Collect each line in the data below that contains the word "door" and copy those lines out in full.

===== GIVEN DATA

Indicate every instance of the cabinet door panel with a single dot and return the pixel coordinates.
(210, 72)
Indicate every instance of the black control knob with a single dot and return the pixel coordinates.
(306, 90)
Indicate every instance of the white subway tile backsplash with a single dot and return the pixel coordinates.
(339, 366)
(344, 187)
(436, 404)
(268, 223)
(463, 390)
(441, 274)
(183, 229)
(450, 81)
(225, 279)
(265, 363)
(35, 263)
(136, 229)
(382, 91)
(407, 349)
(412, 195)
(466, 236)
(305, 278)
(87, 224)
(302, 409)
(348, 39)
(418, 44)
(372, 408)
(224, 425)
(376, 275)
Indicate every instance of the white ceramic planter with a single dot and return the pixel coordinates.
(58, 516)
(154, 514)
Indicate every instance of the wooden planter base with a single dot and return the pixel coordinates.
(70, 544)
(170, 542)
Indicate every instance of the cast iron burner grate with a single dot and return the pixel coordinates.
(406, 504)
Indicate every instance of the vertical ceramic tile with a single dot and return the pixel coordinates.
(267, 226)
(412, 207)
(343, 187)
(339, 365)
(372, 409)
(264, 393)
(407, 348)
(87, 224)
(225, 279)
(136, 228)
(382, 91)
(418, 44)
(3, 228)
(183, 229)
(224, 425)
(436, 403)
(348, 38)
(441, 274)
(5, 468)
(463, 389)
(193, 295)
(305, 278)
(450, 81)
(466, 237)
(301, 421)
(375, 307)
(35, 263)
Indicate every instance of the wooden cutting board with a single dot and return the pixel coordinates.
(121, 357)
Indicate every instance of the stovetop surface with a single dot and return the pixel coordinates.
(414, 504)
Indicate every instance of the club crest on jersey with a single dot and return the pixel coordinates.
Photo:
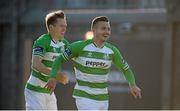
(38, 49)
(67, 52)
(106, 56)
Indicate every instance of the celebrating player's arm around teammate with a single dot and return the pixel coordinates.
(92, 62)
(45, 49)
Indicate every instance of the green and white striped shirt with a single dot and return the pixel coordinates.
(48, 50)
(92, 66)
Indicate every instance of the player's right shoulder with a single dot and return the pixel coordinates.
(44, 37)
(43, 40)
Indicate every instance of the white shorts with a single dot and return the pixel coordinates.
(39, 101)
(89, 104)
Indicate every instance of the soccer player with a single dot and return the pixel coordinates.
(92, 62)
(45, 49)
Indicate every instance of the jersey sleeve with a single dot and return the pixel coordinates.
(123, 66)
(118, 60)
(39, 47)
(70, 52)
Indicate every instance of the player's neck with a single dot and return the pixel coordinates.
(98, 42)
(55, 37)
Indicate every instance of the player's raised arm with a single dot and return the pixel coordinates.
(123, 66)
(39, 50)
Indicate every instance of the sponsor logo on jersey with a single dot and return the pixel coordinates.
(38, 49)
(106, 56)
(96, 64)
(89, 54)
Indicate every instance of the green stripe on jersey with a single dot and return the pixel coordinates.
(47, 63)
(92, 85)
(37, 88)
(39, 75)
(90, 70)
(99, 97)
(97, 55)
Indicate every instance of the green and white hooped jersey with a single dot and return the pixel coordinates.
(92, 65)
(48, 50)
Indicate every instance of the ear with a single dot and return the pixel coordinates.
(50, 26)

==========
===== GIVEN DATA

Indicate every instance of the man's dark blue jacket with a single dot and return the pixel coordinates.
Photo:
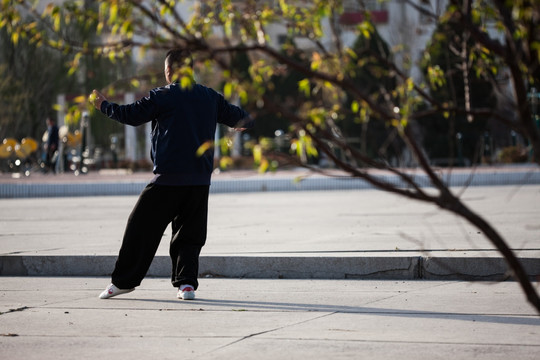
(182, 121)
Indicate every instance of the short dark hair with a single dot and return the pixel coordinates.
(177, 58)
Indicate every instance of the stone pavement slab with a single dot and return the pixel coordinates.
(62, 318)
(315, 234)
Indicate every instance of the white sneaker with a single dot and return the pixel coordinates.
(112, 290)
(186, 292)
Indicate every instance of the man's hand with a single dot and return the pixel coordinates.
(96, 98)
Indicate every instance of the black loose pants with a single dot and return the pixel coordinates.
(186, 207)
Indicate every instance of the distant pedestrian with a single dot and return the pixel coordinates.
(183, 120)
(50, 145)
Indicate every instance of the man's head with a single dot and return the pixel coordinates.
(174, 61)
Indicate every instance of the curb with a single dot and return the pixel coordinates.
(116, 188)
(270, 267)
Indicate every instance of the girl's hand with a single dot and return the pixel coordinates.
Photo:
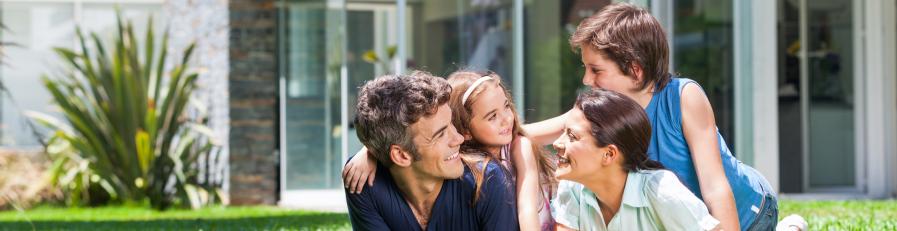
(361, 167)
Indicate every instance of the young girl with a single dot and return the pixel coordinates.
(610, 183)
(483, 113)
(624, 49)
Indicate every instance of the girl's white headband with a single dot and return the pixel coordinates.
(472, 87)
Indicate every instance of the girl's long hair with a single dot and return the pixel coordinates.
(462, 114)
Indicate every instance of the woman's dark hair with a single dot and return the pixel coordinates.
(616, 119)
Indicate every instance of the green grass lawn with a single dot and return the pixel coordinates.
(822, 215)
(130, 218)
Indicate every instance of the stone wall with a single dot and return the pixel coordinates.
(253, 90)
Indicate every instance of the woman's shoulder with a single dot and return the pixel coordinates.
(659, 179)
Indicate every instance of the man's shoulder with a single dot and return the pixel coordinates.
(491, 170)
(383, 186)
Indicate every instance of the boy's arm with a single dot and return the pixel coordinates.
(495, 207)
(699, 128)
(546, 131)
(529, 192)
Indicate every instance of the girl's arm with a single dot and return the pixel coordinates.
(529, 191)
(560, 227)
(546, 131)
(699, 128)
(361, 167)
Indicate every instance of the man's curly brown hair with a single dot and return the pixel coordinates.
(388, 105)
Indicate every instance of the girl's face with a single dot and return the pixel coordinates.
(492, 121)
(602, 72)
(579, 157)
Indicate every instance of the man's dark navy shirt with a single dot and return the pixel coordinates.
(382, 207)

==========
===== GIVEN DATA

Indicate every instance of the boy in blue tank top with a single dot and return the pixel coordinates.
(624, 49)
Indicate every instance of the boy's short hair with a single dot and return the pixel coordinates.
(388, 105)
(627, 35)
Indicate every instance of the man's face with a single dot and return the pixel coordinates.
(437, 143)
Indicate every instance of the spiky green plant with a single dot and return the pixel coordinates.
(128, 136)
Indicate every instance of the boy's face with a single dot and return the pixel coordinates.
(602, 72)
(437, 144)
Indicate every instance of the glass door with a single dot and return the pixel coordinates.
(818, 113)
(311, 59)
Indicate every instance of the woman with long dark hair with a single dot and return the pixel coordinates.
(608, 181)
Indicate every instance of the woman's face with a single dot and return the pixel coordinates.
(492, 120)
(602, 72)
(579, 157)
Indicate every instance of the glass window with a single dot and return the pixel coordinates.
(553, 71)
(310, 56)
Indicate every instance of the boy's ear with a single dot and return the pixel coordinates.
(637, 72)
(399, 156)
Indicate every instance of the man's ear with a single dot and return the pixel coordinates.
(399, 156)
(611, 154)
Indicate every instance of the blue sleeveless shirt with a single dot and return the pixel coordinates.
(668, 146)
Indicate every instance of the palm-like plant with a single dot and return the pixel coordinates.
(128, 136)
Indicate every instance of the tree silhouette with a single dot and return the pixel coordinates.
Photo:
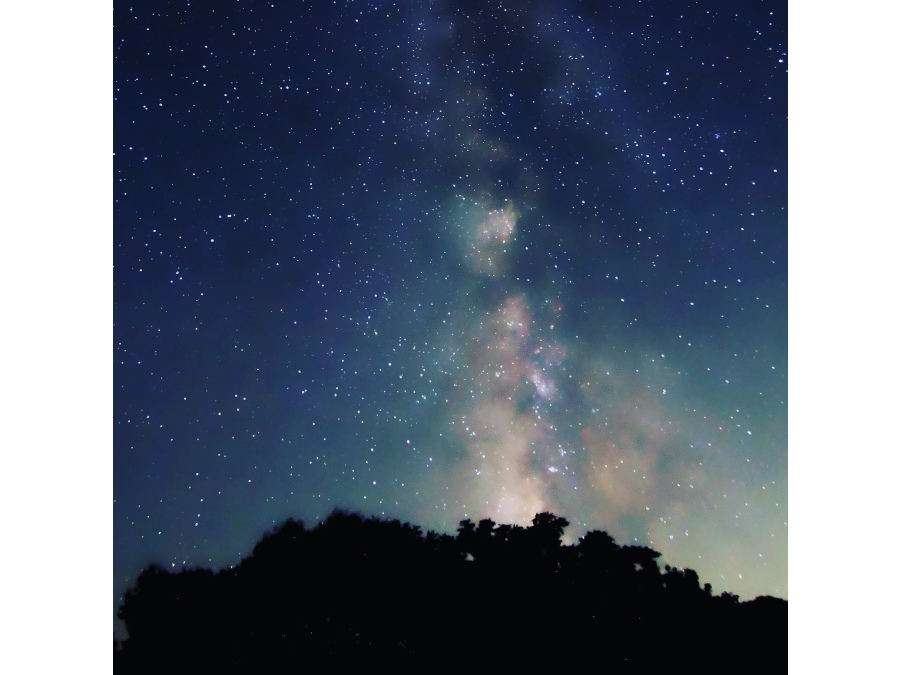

==========

*COMPLETE RESPONSE*
Indicate every instance of the cabinet door panel with a single dot and return the pixel coordinates.
Indicate every instance of the glass door with a single dot and return the pixel coordinates.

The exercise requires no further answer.